▶ **What is needed**
Transcribe precisely those lines of the listing that fall between the line containing "Q: Pick out each instance of the stone" and the last line, inclusive of both.

▶ **Input rows**
● ● ● ● ● ● ●
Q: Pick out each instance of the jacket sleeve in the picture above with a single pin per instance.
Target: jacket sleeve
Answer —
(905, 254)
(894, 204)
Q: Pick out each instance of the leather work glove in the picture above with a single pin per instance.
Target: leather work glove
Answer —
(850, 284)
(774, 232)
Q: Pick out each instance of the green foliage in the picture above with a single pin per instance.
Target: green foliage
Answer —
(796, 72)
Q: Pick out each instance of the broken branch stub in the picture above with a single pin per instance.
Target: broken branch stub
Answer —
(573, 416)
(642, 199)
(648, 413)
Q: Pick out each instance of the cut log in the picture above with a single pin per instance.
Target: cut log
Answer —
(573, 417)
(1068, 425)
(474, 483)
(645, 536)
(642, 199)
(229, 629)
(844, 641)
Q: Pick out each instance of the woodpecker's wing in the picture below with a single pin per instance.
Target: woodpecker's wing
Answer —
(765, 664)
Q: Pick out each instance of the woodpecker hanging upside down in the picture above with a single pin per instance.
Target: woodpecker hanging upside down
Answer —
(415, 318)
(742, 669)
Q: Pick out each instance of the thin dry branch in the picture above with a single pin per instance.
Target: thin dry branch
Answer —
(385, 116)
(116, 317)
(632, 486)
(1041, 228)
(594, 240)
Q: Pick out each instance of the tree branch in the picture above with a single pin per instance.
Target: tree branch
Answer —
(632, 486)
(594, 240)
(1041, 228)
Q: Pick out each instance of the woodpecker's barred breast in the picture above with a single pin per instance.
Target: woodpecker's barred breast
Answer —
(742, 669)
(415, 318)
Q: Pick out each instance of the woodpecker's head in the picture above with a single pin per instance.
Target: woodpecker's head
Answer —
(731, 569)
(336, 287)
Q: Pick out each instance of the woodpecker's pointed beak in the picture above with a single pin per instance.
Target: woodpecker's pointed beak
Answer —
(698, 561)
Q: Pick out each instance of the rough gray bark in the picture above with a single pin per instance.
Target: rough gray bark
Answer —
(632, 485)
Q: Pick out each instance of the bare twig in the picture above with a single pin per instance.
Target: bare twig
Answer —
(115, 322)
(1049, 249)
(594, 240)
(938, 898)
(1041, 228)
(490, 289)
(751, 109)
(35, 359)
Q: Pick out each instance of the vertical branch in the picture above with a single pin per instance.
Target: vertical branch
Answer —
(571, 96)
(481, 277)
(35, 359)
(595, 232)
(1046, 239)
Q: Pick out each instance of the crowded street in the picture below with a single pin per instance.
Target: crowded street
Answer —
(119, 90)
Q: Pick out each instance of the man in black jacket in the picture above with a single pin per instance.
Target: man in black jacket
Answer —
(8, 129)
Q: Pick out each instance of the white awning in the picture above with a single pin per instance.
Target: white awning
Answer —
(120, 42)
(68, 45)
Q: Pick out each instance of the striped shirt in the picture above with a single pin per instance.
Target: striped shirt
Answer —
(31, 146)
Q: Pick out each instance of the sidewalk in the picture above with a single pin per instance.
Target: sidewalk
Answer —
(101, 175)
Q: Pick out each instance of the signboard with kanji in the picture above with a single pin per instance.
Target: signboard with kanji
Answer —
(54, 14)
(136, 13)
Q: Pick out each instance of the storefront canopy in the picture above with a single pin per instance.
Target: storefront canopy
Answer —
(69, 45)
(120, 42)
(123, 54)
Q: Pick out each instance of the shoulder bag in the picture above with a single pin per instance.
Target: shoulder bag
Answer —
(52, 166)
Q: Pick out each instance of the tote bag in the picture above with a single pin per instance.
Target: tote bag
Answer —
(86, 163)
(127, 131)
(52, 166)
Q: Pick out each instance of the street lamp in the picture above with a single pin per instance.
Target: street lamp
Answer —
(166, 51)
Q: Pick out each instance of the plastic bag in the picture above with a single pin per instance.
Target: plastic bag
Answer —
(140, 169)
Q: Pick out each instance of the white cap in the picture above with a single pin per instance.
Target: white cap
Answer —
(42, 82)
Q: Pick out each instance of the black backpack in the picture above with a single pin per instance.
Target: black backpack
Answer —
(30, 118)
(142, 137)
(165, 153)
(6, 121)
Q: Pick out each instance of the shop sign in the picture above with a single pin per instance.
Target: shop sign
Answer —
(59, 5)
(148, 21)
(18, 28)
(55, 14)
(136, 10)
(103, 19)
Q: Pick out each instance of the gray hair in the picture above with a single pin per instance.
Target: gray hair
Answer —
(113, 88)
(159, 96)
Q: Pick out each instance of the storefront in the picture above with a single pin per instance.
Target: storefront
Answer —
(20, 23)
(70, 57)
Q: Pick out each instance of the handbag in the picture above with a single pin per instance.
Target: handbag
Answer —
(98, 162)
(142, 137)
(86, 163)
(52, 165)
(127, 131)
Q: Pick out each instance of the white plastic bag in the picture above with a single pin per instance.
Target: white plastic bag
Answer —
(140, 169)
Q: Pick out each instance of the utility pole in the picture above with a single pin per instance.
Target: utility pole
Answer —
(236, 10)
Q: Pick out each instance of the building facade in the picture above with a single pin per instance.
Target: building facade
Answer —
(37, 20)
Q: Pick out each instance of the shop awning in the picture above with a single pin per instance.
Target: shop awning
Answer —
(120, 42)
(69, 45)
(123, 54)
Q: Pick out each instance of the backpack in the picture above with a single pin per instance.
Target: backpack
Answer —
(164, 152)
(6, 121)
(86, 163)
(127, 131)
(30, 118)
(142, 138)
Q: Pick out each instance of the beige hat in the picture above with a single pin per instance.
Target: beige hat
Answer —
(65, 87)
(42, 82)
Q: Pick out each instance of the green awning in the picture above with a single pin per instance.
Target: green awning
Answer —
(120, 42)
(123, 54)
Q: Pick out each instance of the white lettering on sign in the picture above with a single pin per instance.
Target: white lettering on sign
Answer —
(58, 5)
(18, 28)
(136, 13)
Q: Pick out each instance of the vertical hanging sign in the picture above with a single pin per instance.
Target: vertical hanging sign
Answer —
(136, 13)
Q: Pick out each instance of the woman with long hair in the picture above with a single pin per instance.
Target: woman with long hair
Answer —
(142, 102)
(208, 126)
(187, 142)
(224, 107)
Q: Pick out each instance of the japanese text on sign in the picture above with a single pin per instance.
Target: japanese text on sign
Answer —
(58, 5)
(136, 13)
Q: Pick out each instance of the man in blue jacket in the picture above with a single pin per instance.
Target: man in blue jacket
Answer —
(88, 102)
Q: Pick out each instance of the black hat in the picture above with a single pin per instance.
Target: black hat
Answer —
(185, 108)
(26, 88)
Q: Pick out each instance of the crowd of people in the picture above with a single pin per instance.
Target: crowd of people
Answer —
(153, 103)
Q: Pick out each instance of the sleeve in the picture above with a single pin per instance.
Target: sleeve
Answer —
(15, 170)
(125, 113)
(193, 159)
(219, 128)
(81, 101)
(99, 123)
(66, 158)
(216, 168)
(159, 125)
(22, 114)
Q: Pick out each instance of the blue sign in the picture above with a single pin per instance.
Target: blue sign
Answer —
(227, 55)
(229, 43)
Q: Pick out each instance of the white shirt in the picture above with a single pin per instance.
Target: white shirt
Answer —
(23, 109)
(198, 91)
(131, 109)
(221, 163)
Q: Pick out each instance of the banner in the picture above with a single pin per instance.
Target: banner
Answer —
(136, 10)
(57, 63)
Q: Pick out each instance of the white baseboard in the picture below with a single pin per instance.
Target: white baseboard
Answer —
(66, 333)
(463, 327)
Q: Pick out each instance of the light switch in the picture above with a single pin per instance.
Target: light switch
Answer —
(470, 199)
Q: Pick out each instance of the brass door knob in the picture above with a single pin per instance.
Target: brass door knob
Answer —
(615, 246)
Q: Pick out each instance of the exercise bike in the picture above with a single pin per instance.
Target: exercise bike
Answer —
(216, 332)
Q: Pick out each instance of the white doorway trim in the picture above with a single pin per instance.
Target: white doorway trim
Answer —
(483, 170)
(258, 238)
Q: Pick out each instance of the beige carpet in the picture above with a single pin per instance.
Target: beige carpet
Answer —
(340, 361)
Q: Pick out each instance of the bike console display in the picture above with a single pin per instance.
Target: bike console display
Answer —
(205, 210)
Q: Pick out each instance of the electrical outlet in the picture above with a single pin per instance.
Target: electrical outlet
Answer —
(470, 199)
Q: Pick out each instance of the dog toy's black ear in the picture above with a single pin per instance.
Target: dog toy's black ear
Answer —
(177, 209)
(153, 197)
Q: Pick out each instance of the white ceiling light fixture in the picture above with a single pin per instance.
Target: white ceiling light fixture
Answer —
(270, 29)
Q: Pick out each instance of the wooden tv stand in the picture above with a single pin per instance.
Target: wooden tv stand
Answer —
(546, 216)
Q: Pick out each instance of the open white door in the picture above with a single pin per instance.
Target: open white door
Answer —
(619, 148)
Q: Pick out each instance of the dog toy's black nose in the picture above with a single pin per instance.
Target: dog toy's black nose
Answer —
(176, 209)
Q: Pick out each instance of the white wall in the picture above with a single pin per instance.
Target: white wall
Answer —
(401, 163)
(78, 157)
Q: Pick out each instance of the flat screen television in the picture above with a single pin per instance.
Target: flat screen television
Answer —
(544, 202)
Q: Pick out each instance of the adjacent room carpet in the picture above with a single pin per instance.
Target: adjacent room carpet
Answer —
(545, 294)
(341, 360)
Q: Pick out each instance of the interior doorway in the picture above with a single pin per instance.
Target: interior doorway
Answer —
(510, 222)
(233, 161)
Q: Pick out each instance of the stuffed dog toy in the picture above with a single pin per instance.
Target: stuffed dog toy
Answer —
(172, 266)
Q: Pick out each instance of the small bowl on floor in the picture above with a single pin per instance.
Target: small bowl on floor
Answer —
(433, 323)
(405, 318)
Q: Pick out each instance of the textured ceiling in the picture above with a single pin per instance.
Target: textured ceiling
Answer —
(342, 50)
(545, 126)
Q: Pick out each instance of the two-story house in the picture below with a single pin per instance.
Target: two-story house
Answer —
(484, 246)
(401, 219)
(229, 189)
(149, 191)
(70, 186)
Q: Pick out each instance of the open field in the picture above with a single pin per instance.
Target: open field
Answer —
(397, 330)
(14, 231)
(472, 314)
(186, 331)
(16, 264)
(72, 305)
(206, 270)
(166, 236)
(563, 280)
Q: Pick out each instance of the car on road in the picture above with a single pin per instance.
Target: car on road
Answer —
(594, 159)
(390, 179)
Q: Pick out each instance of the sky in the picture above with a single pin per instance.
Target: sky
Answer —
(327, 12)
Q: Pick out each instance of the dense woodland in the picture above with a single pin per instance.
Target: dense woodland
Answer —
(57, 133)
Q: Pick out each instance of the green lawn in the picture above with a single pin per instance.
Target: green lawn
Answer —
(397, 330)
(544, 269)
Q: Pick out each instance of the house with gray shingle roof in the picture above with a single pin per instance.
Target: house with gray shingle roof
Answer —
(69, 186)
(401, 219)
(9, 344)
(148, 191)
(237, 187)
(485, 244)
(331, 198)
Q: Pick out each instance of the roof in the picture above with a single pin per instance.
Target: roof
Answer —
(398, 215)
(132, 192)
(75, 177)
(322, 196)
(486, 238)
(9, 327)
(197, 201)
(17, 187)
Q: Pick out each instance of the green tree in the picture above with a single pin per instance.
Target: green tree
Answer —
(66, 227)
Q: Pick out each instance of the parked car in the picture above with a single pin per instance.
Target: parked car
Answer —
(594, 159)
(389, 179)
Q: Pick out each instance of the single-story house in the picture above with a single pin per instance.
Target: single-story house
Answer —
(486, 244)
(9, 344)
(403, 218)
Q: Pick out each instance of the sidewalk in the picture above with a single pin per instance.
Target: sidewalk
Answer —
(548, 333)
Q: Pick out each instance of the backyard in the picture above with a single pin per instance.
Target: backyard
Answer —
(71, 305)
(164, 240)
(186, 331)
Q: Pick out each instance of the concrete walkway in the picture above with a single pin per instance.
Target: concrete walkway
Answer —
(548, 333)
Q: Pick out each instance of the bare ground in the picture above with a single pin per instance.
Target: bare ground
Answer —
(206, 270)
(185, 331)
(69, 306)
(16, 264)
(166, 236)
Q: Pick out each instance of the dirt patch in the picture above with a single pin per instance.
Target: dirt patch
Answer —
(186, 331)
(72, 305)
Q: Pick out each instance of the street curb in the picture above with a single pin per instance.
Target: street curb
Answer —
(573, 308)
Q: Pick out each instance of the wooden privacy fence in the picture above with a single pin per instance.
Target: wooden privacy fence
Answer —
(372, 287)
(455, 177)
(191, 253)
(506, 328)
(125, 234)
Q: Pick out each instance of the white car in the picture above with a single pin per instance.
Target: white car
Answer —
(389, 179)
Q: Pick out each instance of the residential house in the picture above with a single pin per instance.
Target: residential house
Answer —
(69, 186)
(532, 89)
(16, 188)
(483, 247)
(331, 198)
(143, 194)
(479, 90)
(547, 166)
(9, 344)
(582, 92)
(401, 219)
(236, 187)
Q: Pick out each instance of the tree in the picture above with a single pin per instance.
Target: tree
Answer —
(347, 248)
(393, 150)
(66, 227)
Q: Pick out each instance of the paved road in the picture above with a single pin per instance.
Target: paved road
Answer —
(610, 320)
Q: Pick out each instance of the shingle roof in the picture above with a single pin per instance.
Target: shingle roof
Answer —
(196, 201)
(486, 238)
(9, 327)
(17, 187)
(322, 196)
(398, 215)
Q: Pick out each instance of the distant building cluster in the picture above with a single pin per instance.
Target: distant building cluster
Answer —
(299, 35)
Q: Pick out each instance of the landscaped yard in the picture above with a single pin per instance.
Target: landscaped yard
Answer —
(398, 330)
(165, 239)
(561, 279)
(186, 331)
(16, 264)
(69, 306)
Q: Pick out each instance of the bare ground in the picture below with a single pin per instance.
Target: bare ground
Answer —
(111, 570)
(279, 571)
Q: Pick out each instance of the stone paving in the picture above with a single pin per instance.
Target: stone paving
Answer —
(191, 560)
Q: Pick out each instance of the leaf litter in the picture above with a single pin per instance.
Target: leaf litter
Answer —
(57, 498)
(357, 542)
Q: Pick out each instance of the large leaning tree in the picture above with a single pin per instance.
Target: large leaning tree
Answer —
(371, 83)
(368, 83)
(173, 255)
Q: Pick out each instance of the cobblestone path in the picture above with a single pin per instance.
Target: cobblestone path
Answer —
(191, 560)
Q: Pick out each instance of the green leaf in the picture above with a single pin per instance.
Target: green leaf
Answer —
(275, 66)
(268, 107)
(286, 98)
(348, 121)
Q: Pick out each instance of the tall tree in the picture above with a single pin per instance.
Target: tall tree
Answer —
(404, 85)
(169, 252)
● ● ● ● ● ● ●
▶ **The answer**
Q: Pick out each instance of the stone paving in the picture above with a single pin per instance.
Target: stone paving
Answer —
(191, 560)
Q: Pick out each instance of the leaf litter in the picture above with a single pin per instance.
Target: leaf litter
Answer —
(57, 498)
(357, 542)
Q: Pick out each instance of the large leaning tree in the picture above with a single pin per instance.
Target: large leaning tree
Answer —
(371, 83)
(368, 83)
(173, 255)
Q: Pick out each instance of the cobblestone path in the picture above with a single pin per instance.
Target: cobblestone path
Answer —
(191, 560)
Q: Pick out each instance of the green leaf in the picture above with a single pin per instance.
Target: green leaf
Answer —
(275, 66)
(268, 107)
(286, 98)
(348, 121)
Q: Pick out each instance of the tall tree in the picture above with a single pin per instance.
Target: tall tree
Answer —
(404, 85)
(169, 252)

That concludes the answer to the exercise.